■ Tarefas a realizar:
1. Reproduza o trecho da notícia sobre a dívida com os índios, começando em "Uma semana após" e terminando em "Palácio do Planalto.", e troque "cerimônia" por "solenidade".
2. Segundo a notícia sobre a dívida com os índios, quantos representantes de etnias indígenas estavam na plateia?

Há uma semana, durante viagem ao Senegal, presidente havia pedido perdão a africanos por escravidão
Dívida com índio não será paga agora, diz Lula

Julia Duailibi
Eduardo Scolese
Da sucursal de Brasília

Uma semana após ter pedido perdão aos africanos pela escravidão no Brasil, o presidente Luiz Inácio Lula da Silva afirmou ontem que o Estado "está longe" de conseguir pagar a "dívida" social com os índios brasileiros.

"Queria apenas dizer aos nossos irmãos representantes, aqui, do povo indígena brasileiro, que vai levar muitos anos ainda para que a gente consiga devolver aquilo que um dia foi tirado de vocês. [...] Sei que nós ainda estamos longe de cumprir aquilo que temos que cumprir", disse Lula, durante cerimônia de comemoração do Dia do Índio, no Palácio do Planalto.

Minutos antes, o ministro Márcio Thomaz Bastos (Justiça) havia pedido "perdão" às nações indígenas, "vítimas do esmagamento, da violência e da força bruta". Na platéia, havia mais de 30 representantes de etnias indígenas.
Lula mencionou rapidamente a morte por desnutrição de crianças indígenas em Mato Grosso do Sul: "[Temos de] cuidar das crianças para que não morram como morrem habitualmente no Brasil, ora por desnutrição, ora por outras doenças, e é preciso que a gente atente para isso".

■ Dados fornecidos:
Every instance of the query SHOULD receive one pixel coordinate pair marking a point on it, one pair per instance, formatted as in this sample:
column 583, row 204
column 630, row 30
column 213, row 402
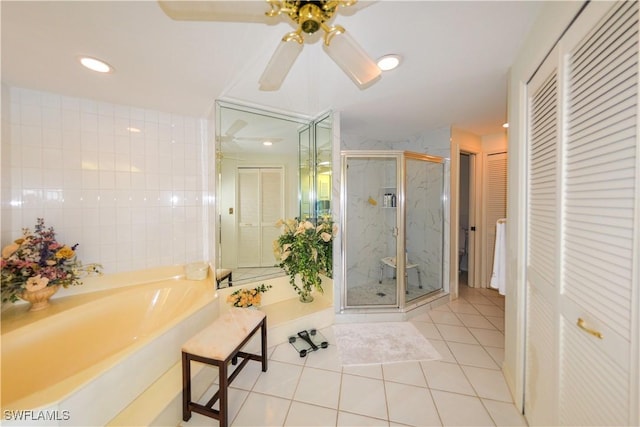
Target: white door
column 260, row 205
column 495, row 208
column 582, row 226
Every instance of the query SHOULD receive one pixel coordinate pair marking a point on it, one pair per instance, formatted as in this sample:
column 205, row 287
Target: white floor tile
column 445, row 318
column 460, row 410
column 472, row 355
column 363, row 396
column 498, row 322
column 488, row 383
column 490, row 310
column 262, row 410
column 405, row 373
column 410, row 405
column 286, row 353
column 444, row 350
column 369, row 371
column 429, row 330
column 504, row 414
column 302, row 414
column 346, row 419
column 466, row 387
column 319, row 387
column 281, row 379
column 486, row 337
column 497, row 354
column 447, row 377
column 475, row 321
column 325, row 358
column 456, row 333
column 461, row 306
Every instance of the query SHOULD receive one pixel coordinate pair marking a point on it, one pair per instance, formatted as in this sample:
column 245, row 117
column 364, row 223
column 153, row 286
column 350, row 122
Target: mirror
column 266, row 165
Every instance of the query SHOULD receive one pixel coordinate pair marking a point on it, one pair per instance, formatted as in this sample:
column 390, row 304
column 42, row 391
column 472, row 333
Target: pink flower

■ Soluções propostas:
1.
Uma semana após ter pedido perdão aos africanos pela escravidão no Brasil, o presidente Luiz Inácio Lula da Silva afirmou ontem que o Estado "está longe" de conseguir pagar a "dívida" social com os índios brasileiros.

"Queria apenas dizer aos nossos irmãos representantes, aqui, do povo indígena brasileiro, que vai levar muitos anos ainda para que a gente consiga devolver aquilo que um dia foi tirado de vocês. [...] Sei que nós ainda estamos longe de cumprir aquilo que temos que cumprir", disse Lula, durante solenidade de comemoração do Dia do Índio, no Palácio do Planalto.

2. Mais de 30 representantes de etnias indígenas.